EXERCISE TEXT:
###
At Ridge View High, anxiety and hope over missing classmate

Published: August 28, 2012 

Ridge View principal Marty Martin has suffered the loss of his share of high school students through the years to accidents and illness, including one terrible year at A.C. Flora when four students died, two to illness, one in a car wreck and another who collapsed on the basketball court.

But Martin said Tuesday nothing quite compares to the heartbreak and anxiety of waiting to learn the fate of missing 15-year-old sophomore Gabrielle Swainson.

“The not knowing just builds and builds and builds,” he said. “I’ve had runaways. I’ve never had a situation up front like this where there is evidence of foul play.”

Tuesday, Richland County Sheriff Leon Lott announced the arrest of a suspect in Gabrielle’s disappearance, a 52-year-old Elgin man, Freddie Grant, who was described as a family acquaintance.

Lott said Tuesday he remains hopeful that Gabrielle is alive — a sentiment Martin and the students and teachers who know Gabrielle hold to with fierce tenacity.

“They are going to stay hopeful,” Martin said. “I’m going to stay hopeful.”

Gabrielle, a newly minted JV cheerleader who is enrolled in the tight-knit bio-health academic magnet at Ridge View, went missing in the early morning hours of Aug. 18, shortly after her mother, Elvia, left the family home in Northeast Richland to go to her office to complete some work. According to the sheriff’s department, Grant is accused of taking Swainson, barefoot and in her pajamas, to his home, as evidenced by cell phone records and DNA. Investigators found bloody duct tape at the house.

Martin had nothing but praise for Lott and his team of investigators as the search lengthened into its second week.

They have kept Martin apprised of the ongoing investigation when they can, although he said the school had to exercise its own caution in releasing any information, for fear of compromising the inquiry.
###
ACTIVITIES:
a) In the Ridge View news article, who was arrested in Gabrielle Swainson's disappearance?
b) Extract the passage of the Ridge View news article between "Published: August 28, 2012" and "the basketball court.", inclusive.
c) Write the next few paragraphs of the Ridge View news article, picking up after its final sentence.
The entries have no connection to the Ridge View news article.

EXTRACTED ENTRIES:
###
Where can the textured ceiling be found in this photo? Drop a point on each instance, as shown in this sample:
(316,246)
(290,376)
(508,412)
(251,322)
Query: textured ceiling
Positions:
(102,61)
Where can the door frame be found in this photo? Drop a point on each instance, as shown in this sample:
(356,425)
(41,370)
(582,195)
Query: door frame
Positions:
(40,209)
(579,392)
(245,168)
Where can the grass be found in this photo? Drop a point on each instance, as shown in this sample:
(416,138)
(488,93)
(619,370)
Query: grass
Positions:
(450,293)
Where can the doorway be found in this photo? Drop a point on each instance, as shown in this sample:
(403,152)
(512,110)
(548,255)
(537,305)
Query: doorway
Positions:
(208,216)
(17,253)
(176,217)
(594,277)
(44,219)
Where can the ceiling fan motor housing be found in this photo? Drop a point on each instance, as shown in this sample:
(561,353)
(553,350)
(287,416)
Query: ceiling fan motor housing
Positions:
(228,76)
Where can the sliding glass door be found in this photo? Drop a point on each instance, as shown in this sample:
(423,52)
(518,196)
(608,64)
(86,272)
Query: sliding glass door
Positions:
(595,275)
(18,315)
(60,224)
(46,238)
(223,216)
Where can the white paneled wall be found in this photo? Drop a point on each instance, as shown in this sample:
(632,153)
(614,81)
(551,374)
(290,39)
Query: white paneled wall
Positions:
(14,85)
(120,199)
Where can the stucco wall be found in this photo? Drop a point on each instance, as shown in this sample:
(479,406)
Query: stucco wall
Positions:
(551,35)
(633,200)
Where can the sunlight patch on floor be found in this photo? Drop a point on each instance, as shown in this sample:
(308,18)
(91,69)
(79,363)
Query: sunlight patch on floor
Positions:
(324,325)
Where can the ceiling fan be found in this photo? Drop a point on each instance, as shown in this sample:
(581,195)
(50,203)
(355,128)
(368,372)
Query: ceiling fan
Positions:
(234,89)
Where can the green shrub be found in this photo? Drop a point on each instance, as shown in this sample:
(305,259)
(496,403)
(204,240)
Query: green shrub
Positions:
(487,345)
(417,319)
###
RESULTS OF THE TASKS:
a) Freddie Grant, a 52-year-old Elgin man described as a family acquaintance.

b)
Published: August 28, 2012 

Ridge View principal Marty Martin has suffered the loss of his share of high school students through the years to accidents and illness, including one terrible year at A.C. Flora when four students died, two to illness, one in a car wreck and another who collapsed on the basketball court.

c)
Still, he has worked to tamp down runaway rumors, including speculation on Twitter that was patently false.

Tuesday, he asked his teachers not to stream Lott’s live video conference, updating the investigation. Instead, he filled in his teachers and staff on the information shortly afterward in a school email, asking them to identify students who may be in need of crisis counseling.

“I have a responsibility to take care of my kids here,” he said. Along with Ridge View’s school psychologist and guidance counselors, Richland 2 also has provided an on-site crisis management team to help with student and faculty needs.

Martin said he is particularly focused on the students in the bio-health magnet who are close to each other and serve as a “family” within the school. Gabrielle was one of about 30 sophomores in that magnet who traditionally take classes together, eat lunch together and socialize together.

As the teens await word on Gabrielle, he said the school is focused on providing them as much support as possible.

At times like these, he said, “the kids just need to have the opportunity to cry on each other’s shoulders, to comfort each other, to give each other hope,” he said.

At the school’s annual open house, set for Tuesday night, a moment of silence was planned for Gabrielle, he said, “with all the hopes and prayers that go with it.”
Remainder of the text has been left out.